Dataset rows on where objects appear:
_____

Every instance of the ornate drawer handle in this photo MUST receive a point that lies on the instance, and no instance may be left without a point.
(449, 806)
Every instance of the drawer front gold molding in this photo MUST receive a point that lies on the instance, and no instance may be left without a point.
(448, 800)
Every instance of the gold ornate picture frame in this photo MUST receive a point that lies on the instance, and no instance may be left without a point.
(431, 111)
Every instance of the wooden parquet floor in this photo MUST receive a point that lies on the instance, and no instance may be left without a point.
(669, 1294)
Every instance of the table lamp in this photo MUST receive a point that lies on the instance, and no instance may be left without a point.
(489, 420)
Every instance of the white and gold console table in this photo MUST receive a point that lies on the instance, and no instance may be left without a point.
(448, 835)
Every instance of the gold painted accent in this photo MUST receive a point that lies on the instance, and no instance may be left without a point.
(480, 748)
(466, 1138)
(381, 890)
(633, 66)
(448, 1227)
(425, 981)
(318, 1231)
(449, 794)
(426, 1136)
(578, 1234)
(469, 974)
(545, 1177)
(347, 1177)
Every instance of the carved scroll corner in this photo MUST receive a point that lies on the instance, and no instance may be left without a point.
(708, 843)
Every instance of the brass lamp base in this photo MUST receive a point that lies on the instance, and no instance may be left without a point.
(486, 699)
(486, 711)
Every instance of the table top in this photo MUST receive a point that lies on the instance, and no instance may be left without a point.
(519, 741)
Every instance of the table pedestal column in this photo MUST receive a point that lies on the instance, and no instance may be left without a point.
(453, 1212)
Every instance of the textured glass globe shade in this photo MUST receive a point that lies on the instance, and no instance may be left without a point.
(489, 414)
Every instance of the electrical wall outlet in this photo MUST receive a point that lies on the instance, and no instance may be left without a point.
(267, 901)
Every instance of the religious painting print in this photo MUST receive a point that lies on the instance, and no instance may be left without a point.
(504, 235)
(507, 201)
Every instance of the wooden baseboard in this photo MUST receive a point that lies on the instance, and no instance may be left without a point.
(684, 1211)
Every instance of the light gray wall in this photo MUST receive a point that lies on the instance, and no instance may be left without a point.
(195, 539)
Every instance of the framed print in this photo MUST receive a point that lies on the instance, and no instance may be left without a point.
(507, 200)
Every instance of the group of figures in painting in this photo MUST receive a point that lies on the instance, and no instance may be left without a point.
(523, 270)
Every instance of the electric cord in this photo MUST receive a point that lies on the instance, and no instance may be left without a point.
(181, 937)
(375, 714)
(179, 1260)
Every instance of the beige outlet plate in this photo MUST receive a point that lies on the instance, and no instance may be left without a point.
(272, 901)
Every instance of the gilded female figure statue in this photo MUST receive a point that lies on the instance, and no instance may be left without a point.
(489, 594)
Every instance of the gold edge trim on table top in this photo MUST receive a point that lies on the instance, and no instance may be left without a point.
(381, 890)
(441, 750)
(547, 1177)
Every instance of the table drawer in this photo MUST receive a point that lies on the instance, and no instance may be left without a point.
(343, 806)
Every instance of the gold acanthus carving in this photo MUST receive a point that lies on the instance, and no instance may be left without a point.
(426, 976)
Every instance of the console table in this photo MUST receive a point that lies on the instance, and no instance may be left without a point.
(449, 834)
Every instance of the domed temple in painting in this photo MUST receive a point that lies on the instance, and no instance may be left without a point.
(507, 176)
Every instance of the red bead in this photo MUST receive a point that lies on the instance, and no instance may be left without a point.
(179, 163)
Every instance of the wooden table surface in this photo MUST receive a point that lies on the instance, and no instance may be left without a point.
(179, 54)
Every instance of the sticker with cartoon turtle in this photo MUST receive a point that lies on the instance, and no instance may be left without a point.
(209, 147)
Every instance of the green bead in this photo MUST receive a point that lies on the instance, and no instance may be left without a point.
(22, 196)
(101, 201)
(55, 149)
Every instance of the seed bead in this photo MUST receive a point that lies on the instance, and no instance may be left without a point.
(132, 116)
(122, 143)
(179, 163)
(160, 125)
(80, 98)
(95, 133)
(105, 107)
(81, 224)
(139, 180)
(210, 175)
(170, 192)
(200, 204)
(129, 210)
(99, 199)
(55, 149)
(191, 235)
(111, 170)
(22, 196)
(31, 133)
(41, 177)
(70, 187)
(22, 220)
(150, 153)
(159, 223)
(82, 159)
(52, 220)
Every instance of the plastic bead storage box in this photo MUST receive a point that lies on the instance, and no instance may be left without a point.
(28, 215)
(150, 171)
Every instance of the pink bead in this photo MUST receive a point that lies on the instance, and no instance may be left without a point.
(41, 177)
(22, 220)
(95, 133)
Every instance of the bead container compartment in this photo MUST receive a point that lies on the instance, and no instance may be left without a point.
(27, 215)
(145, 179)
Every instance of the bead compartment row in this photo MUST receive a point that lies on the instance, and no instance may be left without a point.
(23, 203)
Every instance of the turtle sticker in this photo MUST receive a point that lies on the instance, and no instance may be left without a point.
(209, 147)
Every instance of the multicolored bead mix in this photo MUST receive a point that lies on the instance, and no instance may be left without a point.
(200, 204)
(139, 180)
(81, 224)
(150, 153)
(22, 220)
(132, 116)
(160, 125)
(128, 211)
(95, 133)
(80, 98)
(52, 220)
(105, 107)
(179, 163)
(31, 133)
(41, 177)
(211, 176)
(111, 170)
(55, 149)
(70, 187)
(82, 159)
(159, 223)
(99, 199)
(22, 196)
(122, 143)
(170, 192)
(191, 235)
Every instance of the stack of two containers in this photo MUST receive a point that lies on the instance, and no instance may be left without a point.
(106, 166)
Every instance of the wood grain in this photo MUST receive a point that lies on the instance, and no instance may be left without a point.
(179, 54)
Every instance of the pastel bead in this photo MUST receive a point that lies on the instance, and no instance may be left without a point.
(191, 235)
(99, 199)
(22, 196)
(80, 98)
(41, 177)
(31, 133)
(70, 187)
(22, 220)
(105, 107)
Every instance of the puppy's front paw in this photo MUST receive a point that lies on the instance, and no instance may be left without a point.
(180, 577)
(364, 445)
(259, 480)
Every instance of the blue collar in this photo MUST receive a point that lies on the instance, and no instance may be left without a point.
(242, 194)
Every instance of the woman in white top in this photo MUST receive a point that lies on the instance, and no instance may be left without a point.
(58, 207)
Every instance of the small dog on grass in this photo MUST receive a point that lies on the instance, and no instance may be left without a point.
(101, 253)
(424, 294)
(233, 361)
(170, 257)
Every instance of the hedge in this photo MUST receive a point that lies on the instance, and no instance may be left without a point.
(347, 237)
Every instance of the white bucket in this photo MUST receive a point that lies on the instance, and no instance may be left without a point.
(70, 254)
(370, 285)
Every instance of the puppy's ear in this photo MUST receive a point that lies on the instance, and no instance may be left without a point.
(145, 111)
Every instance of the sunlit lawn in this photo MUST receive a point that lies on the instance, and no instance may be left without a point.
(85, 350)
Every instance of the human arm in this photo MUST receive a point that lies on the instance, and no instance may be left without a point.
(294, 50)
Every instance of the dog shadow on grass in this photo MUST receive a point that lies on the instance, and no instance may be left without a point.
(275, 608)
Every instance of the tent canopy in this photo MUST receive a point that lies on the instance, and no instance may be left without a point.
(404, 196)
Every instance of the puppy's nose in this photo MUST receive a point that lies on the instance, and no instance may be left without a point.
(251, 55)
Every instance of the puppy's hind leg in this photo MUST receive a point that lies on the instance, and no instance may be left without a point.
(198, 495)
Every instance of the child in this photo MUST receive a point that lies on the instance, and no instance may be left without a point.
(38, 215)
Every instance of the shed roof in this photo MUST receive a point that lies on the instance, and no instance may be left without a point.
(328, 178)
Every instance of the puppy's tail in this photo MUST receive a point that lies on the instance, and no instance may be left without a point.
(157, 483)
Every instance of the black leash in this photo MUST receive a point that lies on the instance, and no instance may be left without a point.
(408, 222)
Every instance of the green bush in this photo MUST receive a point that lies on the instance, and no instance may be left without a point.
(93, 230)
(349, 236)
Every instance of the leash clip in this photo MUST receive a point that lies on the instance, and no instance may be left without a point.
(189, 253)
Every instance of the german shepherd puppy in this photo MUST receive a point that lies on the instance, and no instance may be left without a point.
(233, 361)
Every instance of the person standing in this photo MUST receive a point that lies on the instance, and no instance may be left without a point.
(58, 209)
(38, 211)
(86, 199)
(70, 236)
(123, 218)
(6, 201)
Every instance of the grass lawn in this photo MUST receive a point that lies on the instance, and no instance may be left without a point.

_____

Copy exactly the lines above, from the one containing "Every instance of the child" through the very last line.

Every instance of the child in this photo MUST receive a point that lies on the instance, and no instance may be left without a point.
(38, 215)
Every instance of the shed roof in this photo MUST receive a point that lies on the instance, and no instance may be left without a point.
(328, 178)
Every instance of the puppy's tail in this photo MUST receive a point that lies on the instance, and no instance may be left without a point.
(157, 483)
Every instance of the black leash in this photo MUST receive a point that lies on the instance, and no instance may be left without a point.
(408, 222)
Every instance of the green bush in this photo MUST receive a point that lies on the instance, and no instance may be left without a point.
(93, 230)
(349, 236)
Every instance of the leash clip in this photo MUST receive a point that lies on the instance, and no instance may be left without a point.
(189, 253)
Every instance of the german shepherd puppy in this photo MUST receive a point that lies on the instance, and no instance may be left without a point.
(233, 361)
Every instance of the person standing in this photo MUST receive a point that lies on the instance, and no instance may be left without a point.
(58, 209)
(38, 211)
(86, 199)
(70, 236)
(123, 218)
(6, 201)
Every instance of the grass lawn in this photo MUST receive a point that lies on the instance, and no instance may be left without a point.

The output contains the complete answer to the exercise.